● GIVEN TASK: Reproduce the entries verbatim from their first line up to and including the line that contains "[[322, 320], [378, 320], [378, 302], [320, 302]]", omitting the pictures.

<<<<

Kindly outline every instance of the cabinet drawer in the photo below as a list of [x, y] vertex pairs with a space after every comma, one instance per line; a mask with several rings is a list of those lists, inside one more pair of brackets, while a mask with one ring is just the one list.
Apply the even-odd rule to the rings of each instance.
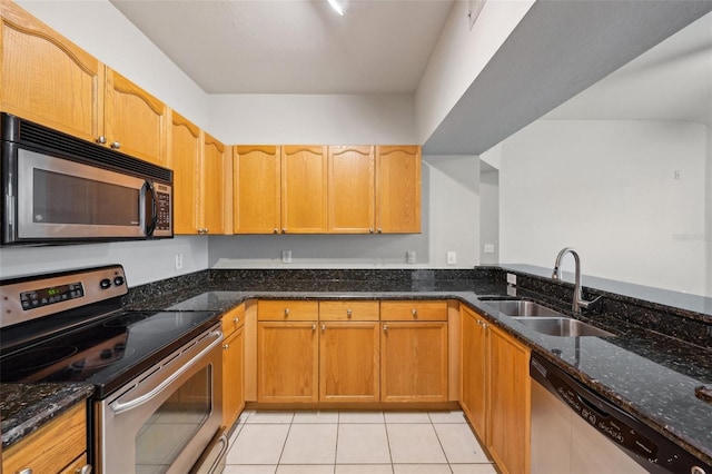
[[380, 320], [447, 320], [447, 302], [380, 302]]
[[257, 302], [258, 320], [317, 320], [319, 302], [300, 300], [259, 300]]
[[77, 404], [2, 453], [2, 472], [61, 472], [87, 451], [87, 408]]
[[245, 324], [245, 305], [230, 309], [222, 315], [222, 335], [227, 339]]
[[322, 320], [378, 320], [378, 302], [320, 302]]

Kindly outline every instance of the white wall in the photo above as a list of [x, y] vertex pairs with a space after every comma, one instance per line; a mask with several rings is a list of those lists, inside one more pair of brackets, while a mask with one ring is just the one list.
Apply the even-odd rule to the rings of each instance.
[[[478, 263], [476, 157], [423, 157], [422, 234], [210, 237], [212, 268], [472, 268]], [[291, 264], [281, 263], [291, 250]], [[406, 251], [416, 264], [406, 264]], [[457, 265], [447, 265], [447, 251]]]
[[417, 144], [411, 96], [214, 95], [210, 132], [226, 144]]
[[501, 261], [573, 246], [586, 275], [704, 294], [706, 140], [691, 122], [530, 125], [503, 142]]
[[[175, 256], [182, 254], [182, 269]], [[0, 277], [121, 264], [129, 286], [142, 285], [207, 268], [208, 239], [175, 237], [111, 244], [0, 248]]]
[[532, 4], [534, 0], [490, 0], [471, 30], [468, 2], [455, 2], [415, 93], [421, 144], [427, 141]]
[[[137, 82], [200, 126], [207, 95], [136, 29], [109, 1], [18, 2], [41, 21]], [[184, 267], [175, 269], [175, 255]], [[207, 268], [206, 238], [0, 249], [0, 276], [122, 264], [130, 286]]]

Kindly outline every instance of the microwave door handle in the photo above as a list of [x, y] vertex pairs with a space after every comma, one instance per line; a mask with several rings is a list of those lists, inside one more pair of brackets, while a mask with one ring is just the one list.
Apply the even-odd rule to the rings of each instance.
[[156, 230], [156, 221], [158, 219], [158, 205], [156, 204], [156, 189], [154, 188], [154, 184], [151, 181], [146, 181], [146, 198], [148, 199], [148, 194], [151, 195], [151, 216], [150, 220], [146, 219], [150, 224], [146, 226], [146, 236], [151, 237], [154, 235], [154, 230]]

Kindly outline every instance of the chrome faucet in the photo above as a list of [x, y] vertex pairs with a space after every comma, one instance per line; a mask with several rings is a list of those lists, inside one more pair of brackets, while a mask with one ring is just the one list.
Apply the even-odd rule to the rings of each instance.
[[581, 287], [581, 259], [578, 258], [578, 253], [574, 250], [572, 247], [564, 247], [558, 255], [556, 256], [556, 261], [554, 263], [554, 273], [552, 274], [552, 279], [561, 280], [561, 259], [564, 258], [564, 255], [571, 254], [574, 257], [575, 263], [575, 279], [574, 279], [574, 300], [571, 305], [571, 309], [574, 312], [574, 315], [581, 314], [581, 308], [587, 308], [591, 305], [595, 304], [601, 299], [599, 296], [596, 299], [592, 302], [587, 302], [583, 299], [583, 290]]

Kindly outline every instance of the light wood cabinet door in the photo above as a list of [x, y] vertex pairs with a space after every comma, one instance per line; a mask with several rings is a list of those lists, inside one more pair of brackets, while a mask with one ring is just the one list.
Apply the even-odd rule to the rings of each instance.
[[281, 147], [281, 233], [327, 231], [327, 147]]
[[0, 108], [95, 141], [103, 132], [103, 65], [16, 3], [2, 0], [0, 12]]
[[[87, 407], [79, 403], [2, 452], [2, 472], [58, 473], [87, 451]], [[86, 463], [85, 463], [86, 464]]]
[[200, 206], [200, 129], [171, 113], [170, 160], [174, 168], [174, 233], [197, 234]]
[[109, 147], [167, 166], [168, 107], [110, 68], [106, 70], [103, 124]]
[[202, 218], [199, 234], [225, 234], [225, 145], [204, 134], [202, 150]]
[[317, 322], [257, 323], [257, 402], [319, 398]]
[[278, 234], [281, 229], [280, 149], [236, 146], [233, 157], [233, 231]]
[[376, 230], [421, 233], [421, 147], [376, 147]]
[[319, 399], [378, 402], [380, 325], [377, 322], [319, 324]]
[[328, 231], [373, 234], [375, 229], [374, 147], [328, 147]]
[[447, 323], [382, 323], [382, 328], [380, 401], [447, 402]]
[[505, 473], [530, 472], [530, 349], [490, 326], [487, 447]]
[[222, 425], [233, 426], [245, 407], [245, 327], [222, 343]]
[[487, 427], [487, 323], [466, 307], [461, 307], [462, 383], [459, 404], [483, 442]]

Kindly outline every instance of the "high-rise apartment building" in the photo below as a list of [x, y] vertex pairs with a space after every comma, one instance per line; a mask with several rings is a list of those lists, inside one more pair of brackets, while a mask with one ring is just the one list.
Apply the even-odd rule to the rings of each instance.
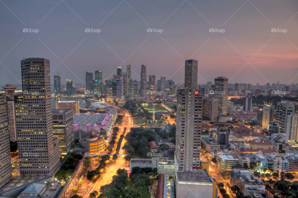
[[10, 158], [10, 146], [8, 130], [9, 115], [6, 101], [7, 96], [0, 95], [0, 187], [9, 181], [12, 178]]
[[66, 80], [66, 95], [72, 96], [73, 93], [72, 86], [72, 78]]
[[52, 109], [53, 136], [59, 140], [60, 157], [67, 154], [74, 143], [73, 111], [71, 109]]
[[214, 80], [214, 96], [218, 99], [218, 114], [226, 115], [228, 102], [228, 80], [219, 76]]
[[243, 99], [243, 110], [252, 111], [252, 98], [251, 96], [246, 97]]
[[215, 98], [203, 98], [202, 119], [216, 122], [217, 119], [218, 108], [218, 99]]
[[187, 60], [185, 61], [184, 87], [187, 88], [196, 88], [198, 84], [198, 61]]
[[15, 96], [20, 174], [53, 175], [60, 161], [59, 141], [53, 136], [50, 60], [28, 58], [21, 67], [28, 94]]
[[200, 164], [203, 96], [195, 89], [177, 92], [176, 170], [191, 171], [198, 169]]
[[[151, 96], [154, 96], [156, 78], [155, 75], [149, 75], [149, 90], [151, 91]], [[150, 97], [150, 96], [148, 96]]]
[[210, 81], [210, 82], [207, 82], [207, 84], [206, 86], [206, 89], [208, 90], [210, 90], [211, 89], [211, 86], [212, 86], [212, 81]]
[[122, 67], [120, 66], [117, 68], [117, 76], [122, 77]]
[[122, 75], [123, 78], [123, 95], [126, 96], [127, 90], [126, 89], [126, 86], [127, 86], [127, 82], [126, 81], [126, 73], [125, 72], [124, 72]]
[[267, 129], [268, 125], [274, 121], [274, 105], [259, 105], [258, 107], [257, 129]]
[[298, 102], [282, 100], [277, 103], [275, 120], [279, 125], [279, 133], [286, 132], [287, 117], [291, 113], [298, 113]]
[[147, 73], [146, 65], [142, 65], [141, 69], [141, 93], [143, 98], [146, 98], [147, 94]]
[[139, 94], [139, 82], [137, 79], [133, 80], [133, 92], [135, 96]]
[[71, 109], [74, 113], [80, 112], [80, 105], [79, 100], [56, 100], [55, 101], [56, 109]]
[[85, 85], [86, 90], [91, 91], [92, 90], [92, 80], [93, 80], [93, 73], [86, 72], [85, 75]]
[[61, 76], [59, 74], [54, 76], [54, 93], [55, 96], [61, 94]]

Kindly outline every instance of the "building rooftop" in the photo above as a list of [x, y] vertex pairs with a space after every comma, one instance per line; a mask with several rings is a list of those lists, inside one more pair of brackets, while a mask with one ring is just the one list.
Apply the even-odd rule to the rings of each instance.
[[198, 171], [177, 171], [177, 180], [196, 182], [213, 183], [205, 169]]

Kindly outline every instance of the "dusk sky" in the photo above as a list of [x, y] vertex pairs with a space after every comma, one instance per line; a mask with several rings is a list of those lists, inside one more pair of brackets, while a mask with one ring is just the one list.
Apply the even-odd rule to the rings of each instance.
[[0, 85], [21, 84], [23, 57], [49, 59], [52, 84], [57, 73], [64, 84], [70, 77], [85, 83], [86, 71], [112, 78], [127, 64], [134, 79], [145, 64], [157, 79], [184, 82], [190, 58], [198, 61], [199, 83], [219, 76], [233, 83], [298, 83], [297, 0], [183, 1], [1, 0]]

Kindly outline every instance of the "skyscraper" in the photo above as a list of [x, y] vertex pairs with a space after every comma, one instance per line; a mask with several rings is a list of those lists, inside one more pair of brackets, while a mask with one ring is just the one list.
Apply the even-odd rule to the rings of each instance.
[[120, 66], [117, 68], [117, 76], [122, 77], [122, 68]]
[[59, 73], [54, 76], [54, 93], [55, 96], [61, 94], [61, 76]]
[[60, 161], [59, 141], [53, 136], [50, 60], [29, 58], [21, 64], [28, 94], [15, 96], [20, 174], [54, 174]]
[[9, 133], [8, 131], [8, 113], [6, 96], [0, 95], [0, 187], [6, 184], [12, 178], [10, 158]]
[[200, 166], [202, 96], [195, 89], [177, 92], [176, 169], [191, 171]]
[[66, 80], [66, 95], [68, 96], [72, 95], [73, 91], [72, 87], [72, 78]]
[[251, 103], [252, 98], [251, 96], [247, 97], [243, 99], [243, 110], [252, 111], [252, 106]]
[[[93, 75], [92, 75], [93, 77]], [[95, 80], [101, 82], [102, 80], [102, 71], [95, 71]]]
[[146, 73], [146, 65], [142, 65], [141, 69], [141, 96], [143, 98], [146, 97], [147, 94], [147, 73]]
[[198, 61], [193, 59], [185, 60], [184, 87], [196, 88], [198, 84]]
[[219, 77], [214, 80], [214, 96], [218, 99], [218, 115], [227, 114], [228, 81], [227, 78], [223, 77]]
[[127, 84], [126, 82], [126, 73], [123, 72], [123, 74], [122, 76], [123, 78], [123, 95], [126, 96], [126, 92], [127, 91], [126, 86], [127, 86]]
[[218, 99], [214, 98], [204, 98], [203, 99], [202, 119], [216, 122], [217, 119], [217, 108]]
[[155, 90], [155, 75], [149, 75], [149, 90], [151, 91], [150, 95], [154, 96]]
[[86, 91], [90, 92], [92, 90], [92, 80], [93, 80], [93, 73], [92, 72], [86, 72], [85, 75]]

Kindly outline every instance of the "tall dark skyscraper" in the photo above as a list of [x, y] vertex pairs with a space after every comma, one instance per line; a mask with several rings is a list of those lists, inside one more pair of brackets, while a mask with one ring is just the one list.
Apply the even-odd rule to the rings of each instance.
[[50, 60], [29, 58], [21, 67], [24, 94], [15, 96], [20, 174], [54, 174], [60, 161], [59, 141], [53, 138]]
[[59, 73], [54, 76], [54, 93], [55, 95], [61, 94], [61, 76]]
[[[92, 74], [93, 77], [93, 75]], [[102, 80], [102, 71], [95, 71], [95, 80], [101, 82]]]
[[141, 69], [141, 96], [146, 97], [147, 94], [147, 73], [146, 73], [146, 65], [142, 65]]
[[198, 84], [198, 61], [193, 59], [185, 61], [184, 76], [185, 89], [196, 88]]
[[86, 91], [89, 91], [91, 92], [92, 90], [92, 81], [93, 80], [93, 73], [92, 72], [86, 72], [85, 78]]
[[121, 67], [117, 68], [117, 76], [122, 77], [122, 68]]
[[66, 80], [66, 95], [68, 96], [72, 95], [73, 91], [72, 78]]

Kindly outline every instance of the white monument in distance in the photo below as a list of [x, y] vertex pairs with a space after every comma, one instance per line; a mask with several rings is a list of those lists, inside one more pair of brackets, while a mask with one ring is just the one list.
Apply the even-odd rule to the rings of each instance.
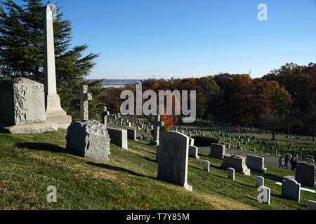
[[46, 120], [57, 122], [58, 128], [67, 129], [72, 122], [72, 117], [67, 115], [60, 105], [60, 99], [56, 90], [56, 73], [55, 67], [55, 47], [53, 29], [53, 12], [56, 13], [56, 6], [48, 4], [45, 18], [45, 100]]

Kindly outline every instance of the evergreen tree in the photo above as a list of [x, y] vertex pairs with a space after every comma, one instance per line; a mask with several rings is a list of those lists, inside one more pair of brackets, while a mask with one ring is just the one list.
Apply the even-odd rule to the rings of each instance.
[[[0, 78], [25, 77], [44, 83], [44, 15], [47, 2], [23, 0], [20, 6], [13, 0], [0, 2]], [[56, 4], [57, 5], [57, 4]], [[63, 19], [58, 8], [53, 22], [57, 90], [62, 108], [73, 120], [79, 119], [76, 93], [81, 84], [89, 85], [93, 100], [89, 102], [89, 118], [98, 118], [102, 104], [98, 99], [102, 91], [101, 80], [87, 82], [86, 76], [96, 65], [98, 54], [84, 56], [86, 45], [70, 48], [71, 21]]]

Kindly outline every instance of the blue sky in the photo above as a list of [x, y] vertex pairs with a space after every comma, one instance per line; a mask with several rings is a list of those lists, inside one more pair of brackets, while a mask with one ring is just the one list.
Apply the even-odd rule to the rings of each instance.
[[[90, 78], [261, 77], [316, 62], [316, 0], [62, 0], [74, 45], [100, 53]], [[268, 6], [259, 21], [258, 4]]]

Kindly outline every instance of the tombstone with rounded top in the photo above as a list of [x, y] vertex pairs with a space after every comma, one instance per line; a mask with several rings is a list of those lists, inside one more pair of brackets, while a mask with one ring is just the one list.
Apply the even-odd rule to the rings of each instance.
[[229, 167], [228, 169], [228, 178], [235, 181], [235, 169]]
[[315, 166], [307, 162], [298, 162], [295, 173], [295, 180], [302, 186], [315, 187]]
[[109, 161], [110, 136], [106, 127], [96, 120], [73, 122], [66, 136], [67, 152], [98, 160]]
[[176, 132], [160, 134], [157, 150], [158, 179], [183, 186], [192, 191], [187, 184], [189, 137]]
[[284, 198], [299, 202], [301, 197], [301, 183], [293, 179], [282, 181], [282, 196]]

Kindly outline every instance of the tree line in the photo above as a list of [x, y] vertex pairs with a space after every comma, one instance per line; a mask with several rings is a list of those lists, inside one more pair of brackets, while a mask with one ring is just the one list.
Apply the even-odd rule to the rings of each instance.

>>>>

● FINAL RESULT:
Kindly outline every instance of the cabinet drawer in the photo below as a list of [x, y] vertex pairs with a space after every comma, one instance per line; a mask with several rings is a list of those lists, inside one more pair of brackets, while a mask with one ring is just the one list.
Apply the even-odd rule to the rings of each instance.
[[380, 320], [447, 320], [447, 302], [380, 302]]
[[257, 302], [258, 320], [317, 320], [319, 302], [300, 300], [259, 300]]
[[77, 404], [2, 453], [2, 472], [61, 472], [87, 451], [87, 408]]
[[245, 324], [245, 305], [230, 309], [222, 315], [222, 335], [227, 339]]
[[322, 320], [378, 320], [378, 302], [320, 302]]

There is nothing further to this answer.